* CONSIGNE 1: Dites si chacune des affirmations suivantes concorde avec l'extrait sur l'État de droit en Turquie, en répondant par oui ou par non et en citant les mots décisifs du texte. (a) Le coup d'État raté a eu lieu le 15 juillet 2016. (b) D'après le texte, la Turquie n'avait jamais connu de coup d'État auparavant. (c) Les gülénistes étaient présents partout depuis vingt ans.
* CONSIGNE 2: Donnez la suite de l'extrait sur l'État de droit en Turquie, à partir de sa dernière phrase.

Enfin, je veux aborder les questions relatives à l'État de droit. Il est vrai que la Turquie a subi un traumatisme après le coup d'État raté du 15 juillet 2016. Nous avons certes connu bien des coups d'État dans notre histoire, mais pour la première fois on a vu une organisation terroriste infiltrée dans le système, les gülénistes. Que faire ? Depuis quarante ans, ils étaient partout : dans les médias, dans le système judiciaire, dans le ministère de l'éducation, dans celui des affaires étrangères. Nous avons dû révoquer des fonctionnaires liés à ce mouvement.

* ENREGISTREMENTS:
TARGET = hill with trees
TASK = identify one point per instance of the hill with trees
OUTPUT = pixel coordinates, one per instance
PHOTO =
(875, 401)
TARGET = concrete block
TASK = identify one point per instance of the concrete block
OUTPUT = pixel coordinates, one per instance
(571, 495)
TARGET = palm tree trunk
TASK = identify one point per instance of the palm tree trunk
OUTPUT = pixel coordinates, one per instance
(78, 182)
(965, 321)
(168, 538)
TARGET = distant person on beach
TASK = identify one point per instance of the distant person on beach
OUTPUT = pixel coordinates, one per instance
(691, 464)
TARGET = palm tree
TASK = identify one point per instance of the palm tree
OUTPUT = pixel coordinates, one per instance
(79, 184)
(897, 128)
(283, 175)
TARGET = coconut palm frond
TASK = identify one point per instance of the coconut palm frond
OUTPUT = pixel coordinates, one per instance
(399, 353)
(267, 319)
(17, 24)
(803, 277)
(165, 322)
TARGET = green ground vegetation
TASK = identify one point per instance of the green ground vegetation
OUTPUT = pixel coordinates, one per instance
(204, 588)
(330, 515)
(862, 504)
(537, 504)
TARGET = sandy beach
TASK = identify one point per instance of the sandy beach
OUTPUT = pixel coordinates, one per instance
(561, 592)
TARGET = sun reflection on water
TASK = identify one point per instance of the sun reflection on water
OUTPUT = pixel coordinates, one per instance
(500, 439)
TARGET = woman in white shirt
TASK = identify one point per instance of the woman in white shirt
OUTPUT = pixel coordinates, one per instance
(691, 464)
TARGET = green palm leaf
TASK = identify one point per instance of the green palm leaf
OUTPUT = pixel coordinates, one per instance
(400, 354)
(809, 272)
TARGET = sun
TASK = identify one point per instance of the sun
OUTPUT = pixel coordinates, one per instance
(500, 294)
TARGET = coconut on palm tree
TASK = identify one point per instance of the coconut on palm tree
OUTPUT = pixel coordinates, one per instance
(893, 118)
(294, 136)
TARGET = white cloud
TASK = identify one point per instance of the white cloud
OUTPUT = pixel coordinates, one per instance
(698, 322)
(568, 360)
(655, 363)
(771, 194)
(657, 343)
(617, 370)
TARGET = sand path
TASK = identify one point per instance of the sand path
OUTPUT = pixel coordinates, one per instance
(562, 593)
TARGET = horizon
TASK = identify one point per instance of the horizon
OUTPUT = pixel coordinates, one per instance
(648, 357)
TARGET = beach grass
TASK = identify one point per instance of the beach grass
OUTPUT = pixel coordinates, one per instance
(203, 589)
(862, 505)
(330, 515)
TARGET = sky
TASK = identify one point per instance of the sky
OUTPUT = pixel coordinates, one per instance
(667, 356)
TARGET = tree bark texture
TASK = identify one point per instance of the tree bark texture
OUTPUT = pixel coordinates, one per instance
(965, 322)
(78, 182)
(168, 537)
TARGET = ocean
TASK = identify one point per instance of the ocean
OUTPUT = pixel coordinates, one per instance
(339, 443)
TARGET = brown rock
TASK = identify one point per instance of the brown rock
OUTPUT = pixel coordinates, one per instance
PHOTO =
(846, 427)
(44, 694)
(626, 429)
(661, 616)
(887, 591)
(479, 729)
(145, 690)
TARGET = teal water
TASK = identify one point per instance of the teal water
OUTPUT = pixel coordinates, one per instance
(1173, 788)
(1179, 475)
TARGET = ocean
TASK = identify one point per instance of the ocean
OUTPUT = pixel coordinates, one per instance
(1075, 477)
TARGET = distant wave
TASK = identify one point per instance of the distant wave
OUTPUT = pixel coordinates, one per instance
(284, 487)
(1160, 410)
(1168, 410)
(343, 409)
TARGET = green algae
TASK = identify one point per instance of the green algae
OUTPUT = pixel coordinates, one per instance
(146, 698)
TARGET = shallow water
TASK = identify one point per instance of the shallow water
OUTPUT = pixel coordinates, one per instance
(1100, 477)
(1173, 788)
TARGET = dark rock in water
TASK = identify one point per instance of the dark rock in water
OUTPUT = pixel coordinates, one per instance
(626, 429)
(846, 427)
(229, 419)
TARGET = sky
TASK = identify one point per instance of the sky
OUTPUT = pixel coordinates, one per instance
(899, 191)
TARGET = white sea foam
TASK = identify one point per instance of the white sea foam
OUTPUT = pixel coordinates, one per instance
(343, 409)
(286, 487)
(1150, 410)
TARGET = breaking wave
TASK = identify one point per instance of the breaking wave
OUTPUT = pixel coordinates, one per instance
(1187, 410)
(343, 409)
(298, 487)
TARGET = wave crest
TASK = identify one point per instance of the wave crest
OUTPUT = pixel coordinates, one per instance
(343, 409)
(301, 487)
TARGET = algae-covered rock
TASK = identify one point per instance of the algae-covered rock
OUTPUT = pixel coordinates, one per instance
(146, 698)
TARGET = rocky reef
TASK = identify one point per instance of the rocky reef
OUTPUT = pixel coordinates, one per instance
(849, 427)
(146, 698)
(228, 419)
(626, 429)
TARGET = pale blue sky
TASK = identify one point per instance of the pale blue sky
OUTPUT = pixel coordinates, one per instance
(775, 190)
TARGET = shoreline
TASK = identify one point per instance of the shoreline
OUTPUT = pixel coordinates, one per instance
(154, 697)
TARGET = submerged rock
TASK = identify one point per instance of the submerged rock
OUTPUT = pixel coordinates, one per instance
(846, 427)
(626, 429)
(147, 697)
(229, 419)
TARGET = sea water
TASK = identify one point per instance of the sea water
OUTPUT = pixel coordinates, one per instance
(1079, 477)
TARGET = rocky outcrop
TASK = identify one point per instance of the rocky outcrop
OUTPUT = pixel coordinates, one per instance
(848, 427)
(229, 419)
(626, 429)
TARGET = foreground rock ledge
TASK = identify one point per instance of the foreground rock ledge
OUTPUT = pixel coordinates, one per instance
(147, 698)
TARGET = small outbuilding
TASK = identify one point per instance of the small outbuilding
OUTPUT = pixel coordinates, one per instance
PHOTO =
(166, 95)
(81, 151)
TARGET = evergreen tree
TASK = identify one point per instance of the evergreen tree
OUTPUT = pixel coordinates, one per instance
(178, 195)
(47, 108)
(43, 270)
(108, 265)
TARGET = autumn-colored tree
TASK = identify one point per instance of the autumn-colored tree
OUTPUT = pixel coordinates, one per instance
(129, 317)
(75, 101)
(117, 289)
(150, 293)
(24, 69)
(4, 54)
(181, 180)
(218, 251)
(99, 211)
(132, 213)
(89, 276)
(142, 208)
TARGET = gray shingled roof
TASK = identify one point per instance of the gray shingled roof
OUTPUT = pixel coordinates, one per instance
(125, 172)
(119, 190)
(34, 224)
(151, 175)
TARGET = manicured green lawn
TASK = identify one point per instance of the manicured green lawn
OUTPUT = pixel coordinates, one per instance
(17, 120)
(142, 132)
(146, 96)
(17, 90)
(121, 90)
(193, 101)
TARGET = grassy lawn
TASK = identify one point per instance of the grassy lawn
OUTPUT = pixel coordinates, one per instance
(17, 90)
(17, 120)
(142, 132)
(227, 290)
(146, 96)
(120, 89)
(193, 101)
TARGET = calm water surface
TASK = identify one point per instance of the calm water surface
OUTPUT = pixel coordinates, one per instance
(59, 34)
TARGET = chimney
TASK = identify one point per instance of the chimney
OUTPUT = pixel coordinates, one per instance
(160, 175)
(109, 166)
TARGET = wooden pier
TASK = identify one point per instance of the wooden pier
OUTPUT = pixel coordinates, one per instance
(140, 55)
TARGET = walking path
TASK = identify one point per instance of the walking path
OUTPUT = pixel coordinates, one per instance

* RÉPONSE 1:
(a) Oui : « après le coup d'État raté du 15 juillet 2016 ».
(b) Non : « Nous avons certes connu bien des coups d'État dans notre histoire ».
(c) Non : « Depuis quarante ans, ils étaient partout ».

* RÉPONSE 2:
C'est pourquoi nous avons déclaré l'état d'urgence, pendant deux ans, comme l'a fait la France après les attaques terroristes. C'est en ligne avec la Convention européenne des droits de l'homme et les traités internationaux. Il est compliqué de faire une distinction entre gülénistes. Certains ont tenté un coup d'État, d'autres ont triché aux examens publics, falsifié des documents, espionné la vie privée des politiciens et falsifié les élections, tout cela pour créer un État parallèle. Ils n'ont respecté ni la morale ni l'éthique. J'ai été envoyé à Bassora plutôt qu'à Paris du fait de ce réseau d'influence au coeur de l'État, qui cherchait à acquérir le pouvoir pas à pas. Ils ont fait arrêter le chef d'état-major en l'accusant auprès du président Erdogan de préparer un coup d'État kémaliste.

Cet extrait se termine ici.